- THE TASKS
1) In the pruning thread, at what elevation does the first poster live?
2) For each statement, say whether it agrees with the pruning thread, and quote the words that decide it: (a) The reply says fruit trees can be pruned at any time of the year. (b) The reply says an older tree usually has little stored energy. (c) The first poster's trees include apple and cherry.
3) Retype the passage of the pruning thread between "Joined: Thu Jan" and "the growth above.", inclusive.

- TEXT SEGMENT
*-*-*
View unanswered posts | View active topics It is currently Fri Feb 23, 2018 3:34 pm

This topic is locked, you cannot edit posts or make further replies.  [ 3 posts ] 
Author Message

Joined: Thu Apr 10, 2014 7:26 pm
Posts: 1
Post Pruning
I live in Damascus at a 800 ft elevation and have am attempting to care for several old fruit trees, unknown varieties of apple, pear, plum and cherry. They have not been appropriately pruned for many years by previous owners. There are blossoms on the trees now and I am wondering if it is too late in the season to prune off the multitude of thin upshoots from branches? Thanks for your responses.

Thu Apr 10, 2014 7:46 pm

Joined: Thu Jan 27, 2005 11:27 pm
Posts: 1188
Location: Yamhill County, Oregon
Post Re: Pruning
I’d say you can prune any time of the year. While dormant, (deciduous) fruit trees store their energy in their root system; in spring, it emerges to feed the growth above.

With a young tree, you don’t want to lose any of that stored energy, so it’s best to remove unnecessary material before Spring. An older tree usually has an abundance of stored energy. If pruned in the winter, it has stored enough energy to reinvigorate the ‘entire tree.’ So, if you prune (remove) a substantial portion of that tree, its stored energy will activate hundreds of ‘latent buds’ within the bark, sending up a multitude of ‘water shoots.’ Had you ‘Summer pruned,’ not as much energy would have been stored, thus fewer worthless shoots.
*-*-*
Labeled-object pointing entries
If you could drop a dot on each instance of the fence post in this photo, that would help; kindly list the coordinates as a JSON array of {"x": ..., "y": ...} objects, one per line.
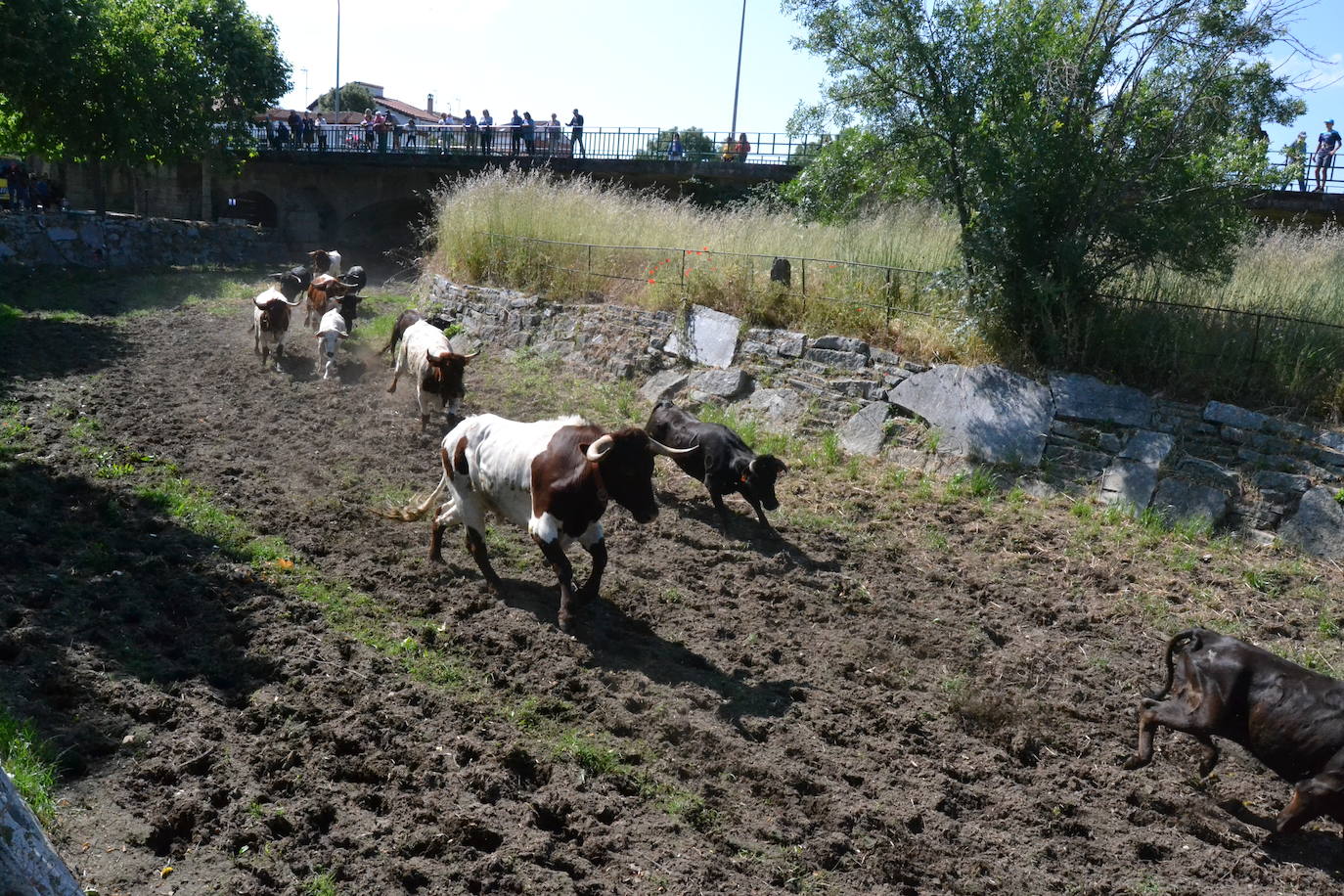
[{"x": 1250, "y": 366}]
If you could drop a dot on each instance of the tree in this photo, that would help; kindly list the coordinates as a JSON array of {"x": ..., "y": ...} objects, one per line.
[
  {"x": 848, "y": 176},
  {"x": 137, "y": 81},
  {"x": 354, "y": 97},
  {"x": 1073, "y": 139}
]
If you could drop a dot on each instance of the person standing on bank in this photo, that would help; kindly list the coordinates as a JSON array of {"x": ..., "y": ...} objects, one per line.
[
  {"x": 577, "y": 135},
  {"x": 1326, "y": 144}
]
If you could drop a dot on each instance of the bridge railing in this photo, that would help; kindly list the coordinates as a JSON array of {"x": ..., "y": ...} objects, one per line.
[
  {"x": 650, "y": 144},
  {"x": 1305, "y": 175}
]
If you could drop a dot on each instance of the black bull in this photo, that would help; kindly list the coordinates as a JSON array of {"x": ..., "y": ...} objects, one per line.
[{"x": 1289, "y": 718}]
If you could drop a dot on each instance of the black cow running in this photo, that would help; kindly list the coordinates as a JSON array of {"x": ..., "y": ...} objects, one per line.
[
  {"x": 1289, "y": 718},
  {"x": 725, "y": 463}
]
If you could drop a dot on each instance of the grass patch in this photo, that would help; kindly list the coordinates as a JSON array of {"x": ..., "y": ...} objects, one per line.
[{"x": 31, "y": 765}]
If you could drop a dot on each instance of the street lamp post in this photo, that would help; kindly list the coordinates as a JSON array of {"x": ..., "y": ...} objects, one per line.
*-*-*
- FULL SOLUTIONS
1) 800 feet, in Damascus.

2)
(a) Yes: "I’d say you can prune any time of the year."
(b) No: "An older tree usually has an abundance of stored energy."
(c) Yes: "unknown varieties of apple, pear, plum and cherry"

3)
Joined: Thu Jan 27, 2005 11:27 pm
Posts: 1188
Location: Yamhill County, Oregon
Post Re: Pruning
I’d say you can prune any time of the year. While dormant, (deciduous) fruit trees store their energy in their root system; in spring, it emerges to feed the growth above.